Work instructions:
A. From the blog post on smoothing online player movement, return the passage word for word, beginning at the words "But let's just" and stopping after "every so often.".
B. Can you carry the blog post on smoothing online player movement further, starting right after its last sentence?

Document passage:
□ □ □

I am proposing this to smooth out the friend's movement: add a buffer which waits for an amount of time after a message is received before actually updating the friend.  Then, with the messages received, connect the positions, using the the below methods to avoid jarring jumps that cause stutter effects. If a message isn't received in time for the next update, continue moving the friend in the direction and speed last sent, as we are doing currently. There might be an abrupt movement when the next message arrives, but these glitches are unavoidable when latency is poor.

I've created these graph to help demonstrate.  The green line is the actual position of the friend in some direction in time.

Currently the game acts like the orange line. It receives a message from your friend with a position and velocity, and continues in that direction until you get another message, then corrects. Look how choppy that becomes! I should also mention, this is extremely exaggerated, if you hadn't guessed. My messages arrive 5 or 20 to a second, and my player cant change directions that quickly.  To fix this, I can use a buffer.

The game adds a delay (in this case, its as long as the period between messages).  When a message tells the game where the friend is, it determines the velocity needed to move the friend to that new point in the amount of time the delay is for. The red line demonstrates how close the viewed motion of the friend is to the original, however, due to the delay, you actually witness the friend at the dotted red line. When it comes to a fraction of a second, this may not matter. Because this is exaggerated, the actually game might look pretty good like this. But if not, there's plan B.

Plan B (which I might do anyway): Instead of setting the velocity that will get the friend's location to the next message position within the delay time, you calculate the acceleration needed to get to that position and smoothly roll into it. Then the new velocity takes over until you get another message, and change the acceleration to turn you to that point.

HOLY CRAP! Long post, but it helped me figure out what to do next. Thanks guys! Now that the night is shot, I'll code tomorrow. Good night!


Sunday, June 3, 2012

Back in Swing

No time to post. I want to code.

But let's just say, server connection to a remote client worked beautifully. Thanks Julie (my sister) for testing the connection.  Going to clean some things up, and try for 4 player connection next.

Wednesday, May 23, 2012

For Those Few Interested

Due to the lack of updates from the lack of coding and non-lack of moving, I feel I owe you something to keep you checking back here every so often.

□ □ □

Dataset extract:
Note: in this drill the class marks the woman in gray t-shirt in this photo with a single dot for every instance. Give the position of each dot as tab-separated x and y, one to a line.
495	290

□ □ □

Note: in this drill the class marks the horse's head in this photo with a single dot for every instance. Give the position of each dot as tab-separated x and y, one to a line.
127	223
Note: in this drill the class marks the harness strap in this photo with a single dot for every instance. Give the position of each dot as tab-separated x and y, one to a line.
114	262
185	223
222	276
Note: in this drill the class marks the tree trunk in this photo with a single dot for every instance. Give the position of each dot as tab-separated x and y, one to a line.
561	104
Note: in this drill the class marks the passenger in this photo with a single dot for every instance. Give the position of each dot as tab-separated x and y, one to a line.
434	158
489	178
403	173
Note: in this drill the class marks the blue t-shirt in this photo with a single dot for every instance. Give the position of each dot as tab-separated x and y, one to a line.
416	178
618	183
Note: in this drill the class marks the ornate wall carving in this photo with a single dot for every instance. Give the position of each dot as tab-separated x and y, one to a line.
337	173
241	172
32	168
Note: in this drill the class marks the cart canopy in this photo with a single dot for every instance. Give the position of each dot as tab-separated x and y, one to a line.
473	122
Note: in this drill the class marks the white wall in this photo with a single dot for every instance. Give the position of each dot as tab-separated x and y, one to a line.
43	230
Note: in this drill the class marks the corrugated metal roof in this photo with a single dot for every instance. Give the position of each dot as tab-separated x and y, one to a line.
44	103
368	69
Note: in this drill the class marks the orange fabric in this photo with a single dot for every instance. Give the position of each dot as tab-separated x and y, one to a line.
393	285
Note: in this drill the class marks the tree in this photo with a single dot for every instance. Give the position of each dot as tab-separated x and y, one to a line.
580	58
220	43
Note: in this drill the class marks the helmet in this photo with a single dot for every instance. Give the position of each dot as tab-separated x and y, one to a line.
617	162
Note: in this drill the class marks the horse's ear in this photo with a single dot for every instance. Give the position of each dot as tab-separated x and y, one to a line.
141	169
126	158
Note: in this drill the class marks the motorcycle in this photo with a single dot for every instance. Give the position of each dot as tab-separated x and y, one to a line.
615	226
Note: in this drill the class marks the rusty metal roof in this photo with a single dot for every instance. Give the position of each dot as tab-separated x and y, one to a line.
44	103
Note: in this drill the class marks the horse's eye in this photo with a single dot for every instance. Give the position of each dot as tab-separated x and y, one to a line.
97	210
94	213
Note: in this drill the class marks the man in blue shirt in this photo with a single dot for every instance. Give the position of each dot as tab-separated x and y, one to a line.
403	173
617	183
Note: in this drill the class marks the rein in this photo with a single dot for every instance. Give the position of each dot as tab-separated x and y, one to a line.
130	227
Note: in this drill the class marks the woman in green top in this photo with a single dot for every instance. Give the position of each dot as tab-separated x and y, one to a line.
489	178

□ □ □

Task results:
A.
But let's just say, server connection to a remote client worked beautifully. Thanks Julie (my sister) for testing the connection.  Going to clean some things up, and try for 4 player connection next.

Wednesday, May 23, 2012

For Those Few Interested

Due to the lack of updates from the lack of coding and non-lack of moving, I feel I owe you something to keep you checking back here every so often.

B.
My sister recently sent me this link, which cites different ways of going about movement, collision detection, and just lists different ways 2D platformers are made.  It's an interesting read (though I've only gotten halfway through).  If you're into games (I assume you are if you check here often) then take a look at this article.

I will say this though - my method of collision detection is not the same as what this article lists. There are many different ways, and I feel mine is quite simple, while flexible. For another post I suppose (if anyone cares).

Friday, May 18, 2012

More Work Means Less Work

Since my Mother's Day post, I haven't had time to even look at my code.  I've hardly had time to think about my code. And the same may happen next week too.

Have I given up hope? Hell no!

The entire apartment is a horrible mess as my fiance and I have been packing to move to a new apartment next week. Packing is about, I'd say, 70% done, but then everything needs to be cleaned. And my fiance is going to Colorado for 4-5 months... tomorrow morning.  I will manage fine, packing, cleaning, trucking, and unpacking by myself (and local friends help), but don't expect much on new updates until I'm in my new apartment and at least unpacked to a livable state.  However, if I'm packed and cleaned early... maybe?

I'm hoping to solidify the code to allow for online testing from my new apartment. That's my next step.

Sunday, May 13, 2012

I Gave You Eyes Through Which To See

Punching butterflies for sport.
Actually, no, I will not ever be adding eyes to the player (or any other facial features, though masks are a possibility), but the player is now much more than a running bean man.

The player now has a head. It does it's best to follow the cursor (he doesn't turn his head to look straight up or straight down, as his neck doesn't work that way).  Also, the player remains facing the cursor and can run backwards.

The player now has arms.  They swing about while running and jumping to keep balance (or maintain circulation to his hands)..

The player now has a bad attitude.  Click to punch. Hold and release to uppercut.  Only bad asses uppercut.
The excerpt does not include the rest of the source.